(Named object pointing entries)

--- start ---

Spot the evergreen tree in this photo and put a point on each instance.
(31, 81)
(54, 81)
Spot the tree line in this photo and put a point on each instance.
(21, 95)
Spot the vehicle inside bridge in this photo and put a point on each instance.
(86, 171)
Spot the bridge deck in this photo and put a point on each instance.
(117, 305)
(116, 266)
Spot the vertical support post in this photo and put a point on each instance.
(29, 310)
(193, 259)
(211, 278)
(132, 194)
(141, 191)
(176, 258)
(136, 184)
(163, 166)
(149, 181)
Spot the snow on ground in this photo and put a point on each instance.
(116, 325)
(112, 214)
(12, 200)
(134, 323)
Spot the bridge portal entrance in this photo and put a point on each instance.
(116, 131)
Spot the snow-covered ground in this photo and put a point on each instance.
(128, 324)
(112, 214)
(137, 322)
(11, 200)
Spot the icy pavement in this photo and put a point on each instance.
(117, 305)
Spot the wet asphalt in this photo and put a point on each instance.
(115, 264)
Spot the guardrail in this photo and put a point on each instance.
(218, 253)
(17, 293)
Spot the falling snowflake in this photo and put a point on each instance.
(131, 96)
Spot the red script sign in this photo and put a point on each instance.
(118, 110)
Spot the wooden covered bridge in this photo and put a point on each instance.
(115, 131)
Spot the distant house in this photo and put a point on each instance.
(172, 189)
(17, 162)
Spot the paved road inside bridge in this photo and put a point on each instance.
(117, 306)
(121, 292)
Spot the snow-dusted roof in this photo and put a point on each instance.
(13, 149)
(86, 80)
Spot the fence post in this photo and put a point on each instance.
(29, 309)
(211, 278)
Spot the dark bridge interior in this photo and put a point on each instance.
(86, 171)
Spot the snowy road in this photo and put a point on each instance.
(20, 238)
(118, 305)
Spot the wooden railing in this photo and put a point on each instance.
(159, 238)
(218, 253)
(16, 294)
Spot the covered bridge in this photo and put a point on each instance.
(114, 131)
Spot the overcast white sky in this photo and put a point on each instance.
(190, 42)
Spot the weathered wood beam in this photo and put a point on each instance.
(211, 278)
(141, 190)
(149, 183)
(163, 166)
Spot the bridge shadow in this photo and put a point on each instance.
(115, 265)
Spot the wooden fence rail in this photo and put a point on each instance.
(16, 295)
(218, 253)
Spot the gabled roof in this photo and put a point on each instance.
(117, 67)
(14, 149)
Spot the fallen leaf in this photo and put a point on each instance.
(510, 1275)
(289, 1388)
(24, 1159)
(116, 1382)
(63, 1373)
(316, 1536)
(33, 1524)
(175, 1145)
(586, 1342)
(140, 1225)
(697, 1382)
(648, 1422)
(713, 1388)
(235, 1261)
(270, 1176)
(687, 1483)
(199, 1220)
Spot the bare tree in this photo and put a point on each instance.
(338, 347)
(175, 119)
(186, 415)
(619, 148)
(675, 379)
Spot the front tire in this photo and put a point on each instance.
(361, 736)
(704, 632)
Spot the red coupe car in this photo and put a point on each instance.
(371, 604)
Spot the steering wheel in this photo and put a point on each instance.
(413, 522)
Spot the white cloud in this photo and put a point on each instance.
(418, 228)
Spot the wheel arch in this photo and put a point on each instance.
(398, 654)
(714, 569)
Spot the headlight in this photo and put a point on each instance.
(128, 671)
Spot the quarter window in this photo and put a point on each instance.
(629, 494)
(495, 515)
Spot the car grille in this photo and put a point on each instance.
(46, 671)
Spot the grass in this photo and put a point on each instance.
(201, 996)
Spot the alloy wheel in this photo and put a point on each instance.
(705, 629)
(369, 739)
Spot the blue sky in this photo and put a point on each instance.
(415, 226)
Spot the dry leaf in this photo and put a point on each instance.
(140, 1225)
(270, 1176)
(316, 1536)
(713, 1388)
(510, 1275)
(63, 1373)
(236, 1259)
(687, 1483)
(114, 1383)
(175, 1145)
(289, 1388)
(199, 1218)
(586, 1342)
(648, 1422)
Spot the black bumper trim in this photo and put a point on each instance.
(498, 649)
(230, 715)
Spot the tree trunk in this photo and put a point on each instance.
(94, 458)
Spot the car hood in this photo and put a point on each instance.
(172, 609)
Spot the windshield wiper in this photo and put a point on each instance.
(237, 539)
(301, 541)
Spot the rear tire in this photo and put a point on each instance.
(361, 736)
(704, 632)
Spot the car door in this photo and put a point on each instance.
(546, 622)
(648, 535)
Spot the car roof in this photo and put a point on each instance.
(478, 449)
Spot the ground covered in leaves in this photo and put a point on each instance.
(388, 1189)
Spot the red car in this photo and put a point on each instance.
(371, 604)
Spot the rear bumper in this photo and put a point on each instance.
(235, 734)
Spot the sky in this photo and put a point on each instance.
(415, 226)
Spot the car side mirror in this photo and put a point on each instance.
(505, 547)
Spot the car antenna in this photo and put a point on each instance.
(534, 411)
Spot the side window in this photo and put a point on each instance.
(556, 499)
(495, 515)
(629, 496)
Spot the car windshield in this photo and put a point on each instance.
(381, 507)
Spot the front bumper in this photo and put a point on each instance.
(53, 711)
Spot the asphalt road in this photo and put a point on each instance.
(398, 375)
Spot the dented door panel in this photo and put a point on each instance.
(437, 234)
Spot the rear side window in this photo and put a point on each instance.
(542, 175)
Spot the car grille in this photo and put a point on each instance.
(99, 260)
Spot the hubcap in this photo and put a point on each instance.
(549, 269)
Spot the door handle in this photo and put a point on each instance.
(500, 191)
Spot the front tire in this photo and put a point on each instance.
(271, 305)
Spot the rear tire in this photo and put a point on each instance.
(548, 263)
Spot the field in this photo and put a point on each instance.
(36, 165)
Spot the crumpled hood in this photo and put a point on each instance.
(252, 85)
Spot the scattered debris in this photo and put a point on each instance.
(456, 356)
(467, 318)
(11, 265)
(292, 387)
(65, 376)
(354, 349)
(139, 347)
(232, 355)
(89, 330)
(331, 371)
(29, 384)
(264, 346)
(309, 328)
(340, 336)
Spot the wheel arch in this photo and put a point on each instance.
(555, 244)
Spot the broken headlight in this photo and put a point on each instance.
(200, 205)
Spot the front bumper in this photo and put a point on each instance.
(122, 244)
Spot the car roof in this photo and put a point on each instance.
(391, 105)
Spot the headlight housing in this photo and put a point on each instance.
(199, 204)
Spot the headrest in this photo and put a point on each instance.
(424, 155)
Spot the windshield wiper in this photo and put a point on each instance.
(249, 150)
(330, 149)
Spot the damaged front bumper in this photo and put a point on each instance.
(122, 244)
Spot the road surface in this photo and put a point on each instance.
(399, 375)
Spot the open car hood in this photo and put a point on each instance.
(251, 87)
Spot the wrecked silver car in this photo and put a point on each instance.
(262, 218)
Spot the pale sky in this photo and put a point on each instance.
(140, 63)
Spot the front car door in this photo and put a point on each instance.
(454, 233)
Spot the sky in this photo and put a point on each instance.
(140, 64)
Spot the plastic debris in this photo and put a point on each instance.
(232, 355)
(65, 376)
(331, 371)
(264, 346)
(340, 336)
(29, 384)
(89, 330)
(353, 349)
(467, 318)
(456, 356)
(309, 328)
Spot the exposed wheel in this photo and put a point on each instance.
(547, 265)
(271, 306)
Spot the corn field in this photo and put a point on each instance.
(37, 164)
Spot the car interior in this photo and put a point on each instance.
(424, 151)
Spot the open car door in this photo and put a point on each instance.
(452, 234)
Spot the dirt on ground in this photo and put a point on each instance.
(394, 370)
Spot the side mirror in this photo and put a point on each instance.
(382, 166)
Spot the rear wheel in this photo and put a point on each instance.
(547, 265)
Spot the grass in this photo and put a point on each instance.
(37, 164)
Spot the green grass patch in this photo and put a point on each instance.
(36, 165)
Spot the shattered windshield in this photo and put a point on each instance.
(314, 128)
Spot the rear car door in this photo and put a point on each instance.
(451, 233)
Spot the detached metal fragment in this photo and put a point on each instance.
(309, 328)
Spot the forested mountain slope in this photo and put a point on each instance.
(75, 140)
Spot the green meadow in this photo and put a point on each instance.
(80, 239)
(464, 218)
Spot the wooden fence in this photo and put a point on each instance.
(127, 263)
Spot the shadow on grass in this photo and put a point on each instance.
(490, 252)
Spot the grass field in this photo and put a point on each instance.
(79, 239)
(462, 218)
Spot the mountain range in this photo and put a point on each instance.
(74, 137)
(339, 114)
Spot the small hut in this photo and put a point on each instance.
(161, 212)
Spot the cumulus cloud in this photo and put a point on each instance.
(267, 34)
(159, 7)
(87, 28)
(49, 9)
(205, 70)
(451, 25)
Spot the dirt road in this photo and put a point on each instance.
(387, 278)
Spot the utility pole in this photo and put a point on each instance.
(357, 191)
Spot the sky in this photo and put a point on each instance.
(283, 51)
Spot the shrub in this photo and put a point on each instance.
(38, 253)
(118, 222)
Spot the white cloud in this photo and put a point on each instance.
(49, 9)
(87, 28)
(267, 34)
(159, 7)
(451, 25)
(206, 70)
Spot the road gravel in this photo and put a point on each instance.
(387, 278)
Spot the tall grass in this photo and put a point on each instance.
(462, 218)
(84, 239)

--- end ---

_Work to do_: Reproduce only the lines from the line containing "Spot the shadow" to the last line of the material above, both of those lines included.

_Completed exercise_:
Spot the shadow on grass in this photo and put a point on each instance.
(490, 252)
Spot the grass field in this photo and put a point on each instance.
(79, 239)
(462, 218)
Spot the mountain range in this photo and put a point on each instance.
(74, 137)
(339, 114)
Spot the small hut in this photo and put a point on each instance.
(161, 212)
Spot the cumulus cloud in this photo and put a point on each instance.
(267, 34)
(159, 7)
(87, 28)
(49, 9)
(205, 70)
(451, 25)
Spot the dirt road in this photo and put a point on each instance.
(387, 278)
Spot the utility pole in this photo and put a point on each instance.
(357, 191)
Spot the sky in this photo and put a point on each instance.
(283, 51)
Spot the shrub in this photo and put a point on each instance.
(38, 253)
(118, 222)
Spot the white cloud in this photo and put a point on each instance.
(49, 9)
(87, 28)
(267, 34)
(159, 7)
(451, 25)
(206, 70)
Spot the road gravel in this photo and put a point on each instance.
(387, 278)
Spot the tall grass in this photo and put a point on each instance.
(462, 218)
(84, 239)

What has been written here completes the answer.